* OBJECTIVE *
Return every one of the records below verbatim, leaving out the pictures.

Items from a dataset
^^^^
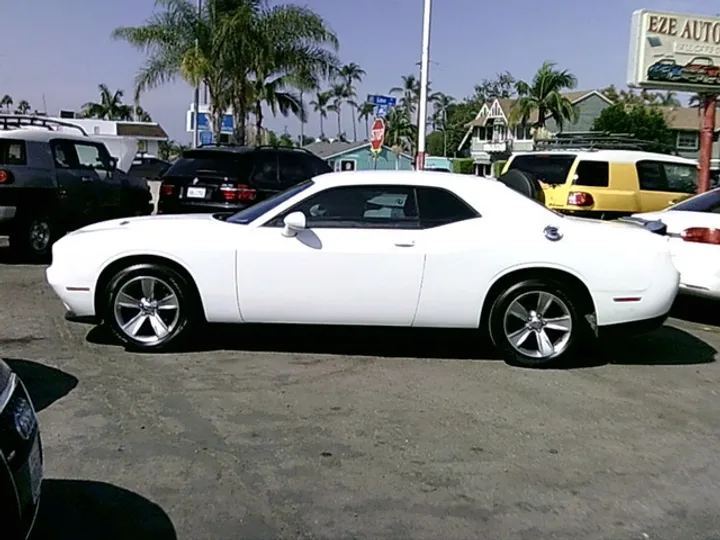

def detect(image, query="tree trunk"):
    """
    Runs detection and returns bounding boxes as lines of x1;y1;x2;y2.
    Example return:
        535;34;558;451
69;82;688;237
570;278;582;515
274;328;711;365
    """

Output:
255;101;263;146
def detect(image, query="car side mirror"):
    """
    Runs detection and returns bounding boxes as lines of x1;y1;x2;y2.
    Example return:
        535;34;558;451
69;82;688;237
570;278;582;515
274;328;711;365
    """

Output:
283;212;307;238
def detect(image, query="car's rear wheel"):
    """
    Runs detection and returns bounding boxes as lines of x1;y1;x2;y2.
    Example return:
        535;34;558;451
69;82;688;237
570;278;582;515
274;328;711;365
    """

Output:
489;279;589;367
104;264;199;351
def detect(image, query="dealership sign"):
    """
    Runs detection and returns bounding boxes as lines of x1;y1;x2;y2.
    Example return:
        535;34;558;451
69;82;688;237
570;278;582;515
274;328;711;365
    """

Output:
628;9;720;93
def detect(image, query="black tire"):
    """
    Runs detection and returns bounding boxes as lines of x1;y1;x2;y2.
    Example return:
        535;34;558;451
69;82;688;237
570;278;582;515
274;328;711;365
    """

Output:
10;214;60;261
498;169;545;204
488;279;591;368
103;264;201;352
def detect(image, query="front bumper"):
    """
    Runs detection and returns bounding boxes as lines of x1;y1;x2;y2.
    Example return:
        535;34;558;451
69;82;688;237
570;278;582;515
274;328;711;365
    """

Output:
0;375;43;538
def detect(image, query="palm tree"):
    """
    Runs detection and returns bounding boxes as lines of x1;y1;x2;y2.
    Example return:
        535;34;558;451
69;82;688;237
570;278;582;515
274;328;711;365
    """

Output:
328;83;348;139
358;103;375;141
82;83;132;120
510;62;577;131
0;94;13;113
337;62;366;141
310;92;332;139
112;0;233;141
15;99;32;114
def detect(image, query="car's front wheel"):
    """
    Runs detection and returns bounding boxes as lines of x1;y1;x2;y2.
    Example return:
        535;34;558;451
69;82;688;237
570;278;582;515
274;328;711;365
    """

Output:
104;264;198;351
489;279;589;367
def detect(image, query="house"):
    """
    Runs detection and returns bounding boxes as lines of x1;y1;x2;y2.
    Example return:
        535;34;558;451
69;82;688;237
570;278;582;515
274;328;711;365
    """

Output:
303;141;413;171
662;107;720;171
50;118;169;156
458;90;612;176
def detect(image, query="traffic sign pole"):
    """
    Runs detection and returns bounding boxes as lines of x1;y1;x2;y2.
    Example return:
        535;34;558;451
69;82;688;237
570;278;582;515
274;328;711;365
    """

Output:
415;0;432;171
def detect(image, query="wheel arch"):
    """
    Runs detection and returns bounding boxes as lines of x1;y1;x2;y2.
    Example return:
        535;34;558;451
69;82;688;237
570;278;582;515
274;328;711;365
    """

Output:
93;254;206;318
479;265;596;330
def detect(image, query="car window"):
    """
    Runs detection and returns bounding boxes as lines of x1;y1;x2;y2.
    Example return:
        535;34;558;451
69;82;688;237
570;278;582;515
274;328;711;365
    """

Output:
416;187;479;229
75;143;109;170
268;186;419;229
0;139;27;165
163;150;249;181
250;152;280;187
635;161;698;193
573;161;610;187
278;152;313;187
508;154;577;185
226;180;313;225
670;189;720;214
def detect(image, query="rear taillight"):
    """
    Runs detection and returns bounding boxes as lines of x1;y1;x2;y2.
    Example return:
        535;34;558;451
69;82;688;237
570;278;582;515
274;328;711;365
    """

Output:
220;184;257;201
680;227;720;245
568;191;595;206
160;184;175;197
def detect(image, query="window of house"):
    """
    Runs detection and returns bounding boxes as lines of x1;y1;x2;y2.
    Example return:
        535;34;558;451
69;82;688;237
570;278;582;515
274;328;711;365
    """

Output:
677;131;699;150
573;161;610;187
^^^^
* SOLUTION *
def detect(image, query="tree trunk"):
    """
    Runs detection and returns bounding boxes as lines of x1;y1;x2;y2.
    Example return:
        535;34;558;451
69;82;688;237
570;278;582;515
274;328;711;365
    """

Output:
255;101;263;146
def detect(image, query="car side mirror"):
    """
    Runs detection and returns bounding boxes as lines of x1;y1;x2;y2.
    Example return:
        535;34;558;451
69;82;688;237
570;278;582;515
274;328;711;365
    """

Output:
283;212;307;238
def detect(image, query="car's rear wheel"):
    """
    Runs detection and returns bounding boxes as lines of x1;y1;x2;y2.
    Example return:
        535;34;558;451
69;82;688;237
570;278;582;515
274;328;711;365
    """

Output:
489;279;589;367
104;264;199;351
def detect(image, query="dealership sign"):
    """
    Runs detection and returns bounding boxes as lines of x1;y1;x2;y2.
    Example return:
        535;34;558;451
69;82;688;237
570;278;582;515
274;328;711;365
    """

Output:
628;9;720;93
def detect(image, query="black tire"):
    """
    Runs detection and returns bounding boxes as lines of x1;y1;x2;y2.
    Example return:
        535;34;558;451
69;82;688;237
570;278;582;515
274;328;711;365
    """

Output:
10;214;60;261
498;169;545;204
488;279;591;368
103;264;201;352
def detect(image, query="front bumper"):
    """
    Runs detection and returns bounding boxes as lines of x1;y1;x2;y2.
    Example return:
        535;34;558;451
69;82;688;237
570;278;582;515
274;328;711;365
    """

Output:
0;375;43;538
def detect(image, query="palm tree"):
    """
    Runs detection and returns bounding boxes as lines of x1;y1;x2;y2.
    Example return:
        535;34;558;451
69;82;688;237
570;278;582;515
274;328;711;365
    """

Output:
328;83;348;139
358;103;375;141
82;83;132;120
510;62;577;131
0;94;13;113
337;62;366;141
310;92;332;139
112;0;233;141
15;99;32;114
def detect(image, query="car's front wheel"):
    """
    Runs detection and returns bounding boxes as lines of x1;y1;x2;y2.
    Example return:
        535;34;558;451
69;82;688;237
570;278;582;515
274;328;711;365
    """

Output:
104;264;198;351
489;279;589;367
def detect(image, query="house"):
    """
    Runs detection and returns bounding boxes as lines of x1;y1;x2;y2.
    Example return:
        535;34;558;451
69;82;688;237
570;278;582;515
274;328;711;365
    """

Output:
303;141;413;171
662;107;720;171
50;118;169;156
458;90;612;176
def detect(image, query="traffic sign pole"):
    """
    Runs detection and returns bounding boxes as lines of x1;y1;x2;y2.
    Example return:
        535;34;558;451
69;82;688;237
570;278;582;515
274;328;711;365
    """

Output:
415;0;432;171
def detect(image, query="wheel arch"):
    """
    Runs detection and returns bounding boxes as lines of x1;y1;x2;y2.
    Example return:
        535;34;558;451
69;82;688;237
570;278;582;515
274;328;711;365
    """

Output:
93;254;206;318
479;265;596;330
def detect(image, query="car window"):
    """
    Runs detection and returns bounding boxes as lines of x1;y1;x2;y2.
    Example return:
        535;34;558;451
69;82;688;237
570;278;582;515
274;328;711;365
    """

Output:
416;187;479;229
75;143;109;170
268;186;419;229
0;139;27;165
163;150;249;181
250;152;280;187
635;161;698;193
573;161;610;187
278;152;313;187
508;154;577;185
226;180;313;225
670;189;720;214
def detect(image, query="rear taillight"):
    """
    Runs detection and returns bounding boxes as lines of x1;y1;x2;y2.
    Example return:
        535;34;558;451
69;82;688;237
570;278;582;515
274;328;711;365
    """

Output:
220;184;257;201
680;227;720;245
568;191;595;206
160;184;175;197
def detect(image, query="window of house"):
    """
    Runs detection and returns bounding boxes as lines of x1;y1;x2;y2.
    Example return:
        535;34;558;451
69;82;688;237
570;278;582;515
274;328;711;365
    """

Output:
677;131;699;150
573;161;610;187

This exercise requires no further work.